RECORD SET »
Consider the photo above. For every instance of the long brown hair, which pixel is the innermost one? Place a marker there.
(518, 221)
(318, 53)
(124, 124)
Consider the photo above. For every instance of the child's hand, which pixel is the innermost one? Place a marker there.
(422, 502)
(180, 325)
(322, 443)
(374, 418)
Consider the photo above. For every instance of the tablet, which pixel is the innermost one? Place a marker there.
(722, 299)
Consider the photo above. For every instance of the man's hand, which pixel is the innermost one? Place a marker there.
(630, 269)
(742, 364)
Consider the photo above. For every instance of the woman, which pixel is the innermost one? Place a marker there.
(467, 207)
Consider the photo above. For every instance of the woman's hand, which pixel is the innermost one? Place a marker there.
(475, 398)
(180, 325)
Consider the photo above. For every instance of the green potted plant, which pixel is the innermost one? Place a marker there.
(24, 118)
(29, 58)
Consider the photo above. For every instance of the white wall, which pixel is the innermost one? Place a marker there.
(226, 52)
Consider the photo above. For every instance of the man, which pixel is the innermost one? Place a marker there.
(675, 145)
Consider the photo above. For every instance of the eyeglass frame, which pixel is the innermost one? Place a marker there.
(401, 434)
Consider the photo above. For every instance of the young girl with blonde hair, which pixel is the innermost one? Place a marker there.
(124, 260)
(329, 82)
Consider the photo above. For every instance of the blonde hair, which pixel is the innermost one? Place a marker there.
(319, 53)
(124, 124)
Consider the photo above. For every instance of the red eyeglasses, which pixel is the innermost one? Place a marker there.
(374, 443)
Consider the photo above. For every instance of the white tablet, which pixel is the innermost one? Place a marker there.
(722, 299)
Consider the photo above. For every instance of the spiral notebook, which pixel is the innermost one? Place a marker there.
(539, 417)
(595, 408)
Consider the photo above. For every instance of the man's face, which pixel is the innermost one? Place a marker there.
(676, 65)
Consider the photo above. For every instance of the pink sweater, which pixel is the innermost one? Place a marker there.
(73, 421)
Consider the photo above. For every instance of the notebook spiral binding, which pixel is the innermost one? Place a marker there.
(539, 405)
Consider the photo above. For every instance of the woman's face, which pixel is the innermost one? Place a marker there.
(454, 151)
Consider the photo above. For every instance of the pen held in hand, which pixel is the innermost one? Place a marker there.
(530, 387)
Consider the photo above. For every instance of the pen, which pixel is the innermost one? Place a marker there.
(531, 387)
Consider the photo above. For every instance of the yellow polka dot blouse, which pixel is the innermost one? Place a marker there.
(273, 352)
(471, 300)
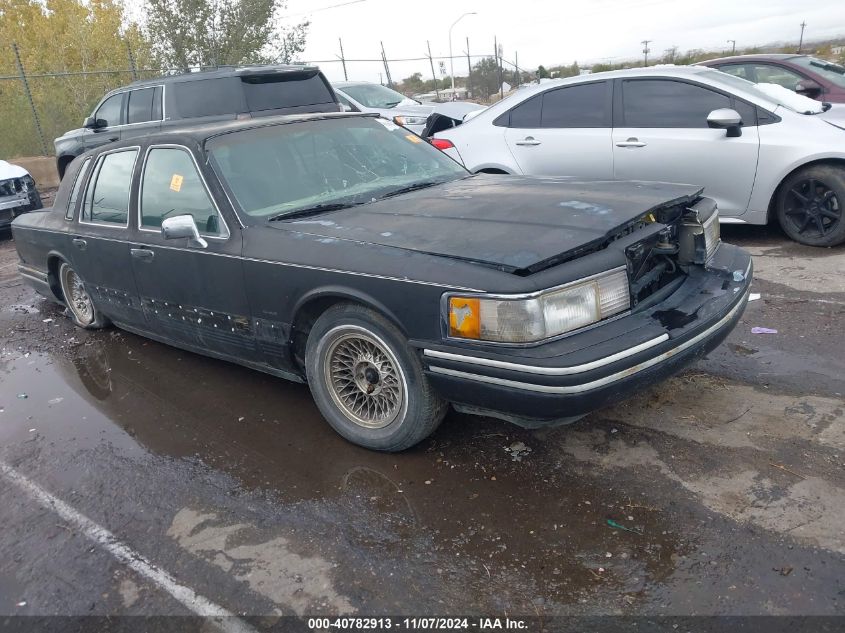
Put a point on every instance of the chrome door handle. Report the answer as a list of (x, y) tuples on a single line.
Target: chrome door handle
[(631, 142), (143, 254)]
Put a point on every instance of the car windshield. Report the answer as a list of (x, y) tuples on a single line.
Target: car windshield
[(830, 71), (275, 171), (374, 95)]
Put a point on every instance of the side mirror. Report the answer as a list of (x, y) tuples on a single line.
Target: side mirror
[(726, 119), (182, 226), (808, 88)]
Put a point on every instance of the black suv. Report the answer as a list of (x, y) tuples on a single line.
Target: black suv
[(144, 107)]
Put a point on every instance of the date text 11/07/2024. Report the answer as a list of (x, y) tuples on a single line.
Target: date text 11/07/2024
[(420, 623)]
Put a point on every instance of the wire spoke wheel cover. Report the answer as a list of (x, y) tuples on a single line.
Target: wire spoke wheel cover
[(76, 296), (364, 378)]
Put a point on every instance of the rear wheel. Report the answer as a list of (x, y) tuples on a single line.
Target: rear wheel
[(77, 299), (367, 383), (810, 206)]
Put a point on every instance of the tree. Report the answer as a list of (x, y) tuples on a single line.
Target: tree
[(194, 33), (59, 36), (485, 77)]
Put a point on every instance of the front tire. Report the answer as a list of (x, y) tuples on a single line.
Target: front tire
[(82, 309), (366, 382), (811, 206)]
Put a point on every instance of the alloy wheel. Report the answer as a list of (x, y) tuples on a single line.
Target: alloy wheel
[(813, 208), (76, 296), (364, 379)]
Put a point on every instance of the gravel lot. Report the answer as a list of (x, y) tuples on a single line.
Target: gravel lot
[(730, 480)]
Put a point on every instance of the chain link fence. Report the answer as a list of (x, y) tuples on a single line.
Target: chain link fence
[(38, 107)]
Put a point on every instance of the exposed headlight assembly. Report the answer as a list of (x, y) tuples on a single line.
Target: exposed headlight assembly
[(539, 316), (405, 120), (699, 235)]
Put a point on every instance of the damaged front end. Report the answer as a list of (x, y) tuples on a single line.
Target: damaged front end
[(675, 238), (17, 195)]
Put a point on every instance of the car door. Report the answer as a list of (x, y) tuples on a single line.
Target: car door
[(143, 112), (192, 295), (661, 133), (99, 249), (110, 116), (563, 132)]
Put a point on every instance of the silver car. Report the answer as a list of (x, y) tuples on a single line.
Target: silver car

THE PROBLEM » Swap "instance" for "occurrence" everywhere in the records above and change nothing else. Leave the pictures out.

IN RESPONSE »
Consider the photo above. For every occurrence of the long brown hair, which pixel is the innermost one? Place a marker there.
(518, 221)
(318, 53)
(124, 124)
Consider the photo above. For every occurrence of the child's hand, which pixel is the innermost one? Place a marker there.
(422, 502)
(180, 325)
(322, 443)
(374, 418)
Consider the photo above. For every occurrence of the tablet, which pixel is the innermost one? Place a marker there.
(722, 299)
Consider the photo above. For every occurrence of the man's hand, which pixel is the innermost one? Place a marker there.
(630, 269)
(742, 364)
Consider the photo above. For every occurrence of the woman, which pixel is the innermost one? Place a marker there.
(467, 207)
Consider the photo above. For every occurrence of the woman's hand, which pixel is the innermost one? Place a marker there.
(475, 398)
(180, 325)
Consider the photo above. For every occurrence of the green potted plant, which pixel is the innermost one? Place a marker there.
(24, 118)
(29, 58)
Consider the photo above. For every occurrence of the white wall, which pixel is the innermost one? Place a marker there.
(226, 52)
Consider the photo above. For every occurrence of the man, which pixel is the innermost one? Place a marker there.
(675, 145)
Consider the photo above. For every occurrence of the eyeglass frame, which pixel is the innermost one? Place a marker there.
(401, 434)
Consider the photo above. For every occurrence of the young girl with blonde hair, which pixel is the innermost one? Place a marker there.
(124, 260)
(329, 82)
Consider the photo above. For every occurrence of the blonde hair, which pixel is the innermost one? Place a marker there.
(319, 53)
(124, 124)
Consider the photo above. For every occurrence of the red eyeglasses, which pixel is the innermost one? Place a marker there.
(374, 443)
Consider the photo above. For every occurrence of the white tablet, which pixel is the innermost one? Place a marker there.
(722, 299)
Consider the photo above. For every occurrence of the spiral notebook, which pixel is the innermost one? Place a marker there.
(539, 417)
(595, 408)
Consider the photo above. For every occurrence of the man's face, which pixel is the innermost one? Place a marker there.
(676, 65)
Consider the photo above. For every occurrence of the pink sweater, which pixel is the innermost one? Place a marker there.
(73, 421)
Consider the photo above. For every occurrence of the notebook spiral binding, which pixel is the innermost one? Place a marker there.
(539, 405)
Consider the photo above. For every occurrence of the woman's face, which pixel is the innermost one? Place a marker there.
(454, 151)
Consider the photo above. For every occurrence of the pen held in hand, which pixel is the innermost one? Place a marker there.
(530, 387)
Consider the photo above. For every occurrence of the pen, which pixel is the innermost one? Place a marker there.
(531, 387)
Consider the photo above. For every occurrence of the yellow polka dot blouse, which pixel is the innermost one? Place a marker there.
(273, 352)
(471, 300)
Put a point on every occurrence of the chrome door handle. Report the answer as a list of (x, y) tuples on a single line.
Target: chrome door handle
[(631, 142), (143, 254)]
Put a point on every occurrence of the car windshield. Report the answer as a list of (x, y) tuples on a single line.
Target: car windshield
[(830, 71), (275, 171), (374, 95)]
Put a point on every occurrence of the side mirror. Report the answer as a list of (x, y) tuples on a single line.
Target: side mirror
[(726, 119), (182, 226), (808, 88)]
Put a point on every occurrence of the black suv. Report the answer as a list of (x, y) tuples on a single line.
Target: black suv
[(144, 107)]
Put a point on every occurrence of the date text 11/07/2024. Report the answer as a list of (x, y) tuples on a single line.
Target: date text 11/07/2024
[(420, 623)]
Put a point on every occurrence of the wire spoke wheel cover. Report the answer as a list of (x, y) tuples on a single line.
Target: wire spoke wheel cover
[(76, 296), (364, 378)]
Put a point on every occurrence of the rear wheel. Report the answer as a list of (x, y) tuples on a single line.
Target: rear wheel
[(77, 299), (367, 383), (810, 206)]
Put a point on every occurrence of the tree. Report the answer as a list of (x, y) tuples on a single line.
Target: tree
[(194, 33), (59, 36), (485, 77)]
Put a point on every occurrence of the front tire. Report the answer as a list of (x, y) tuples on a single line.
Target: front tire
[(82, 309), (366, 382), (811, 206)]
Put a point on every occurrence of the alloy wheel. Report the answer as a list of (x, y) tuples on a single line.
Target: alloy wheel
[(813, 208), (76, 296), (364, 379)]
Put a point on every occurrence of the gravel lot. Report the answer as a list of (x, y) tuples on a single line.
Target: gravel lot
[(730, 480)]
Put a point on every occurrence of the chain link fence. Report the answer as a list of (x, y) tuples on a single line.
Target: chain link fence
[(38, 107)]
Put a point on every occurrence of the exposed headlight assembly. Report the answer as a list of (x, y) tuples on a single line.
Target: exposed headlight assembly
[(539, 316), (405, 120), (699, 235)]
Put a point on every occurrence of the damaged front end. Report the answer as a list of (x, y) tuples on a single line.
Target: damaged front end
[(675, 238), (17, 195)]
Put a point on every occurrence of the car door. Report the answer as a list of (x, y) tuples on a single line.
Target: car door
[(143, 112), (192, 295), (661, 133), (99, 249), (110, 116), (563, 132)]
Put a point on every occurrence of the silver car. Report the answer as a list of (x, y) tuples on a single line.
Target: silver car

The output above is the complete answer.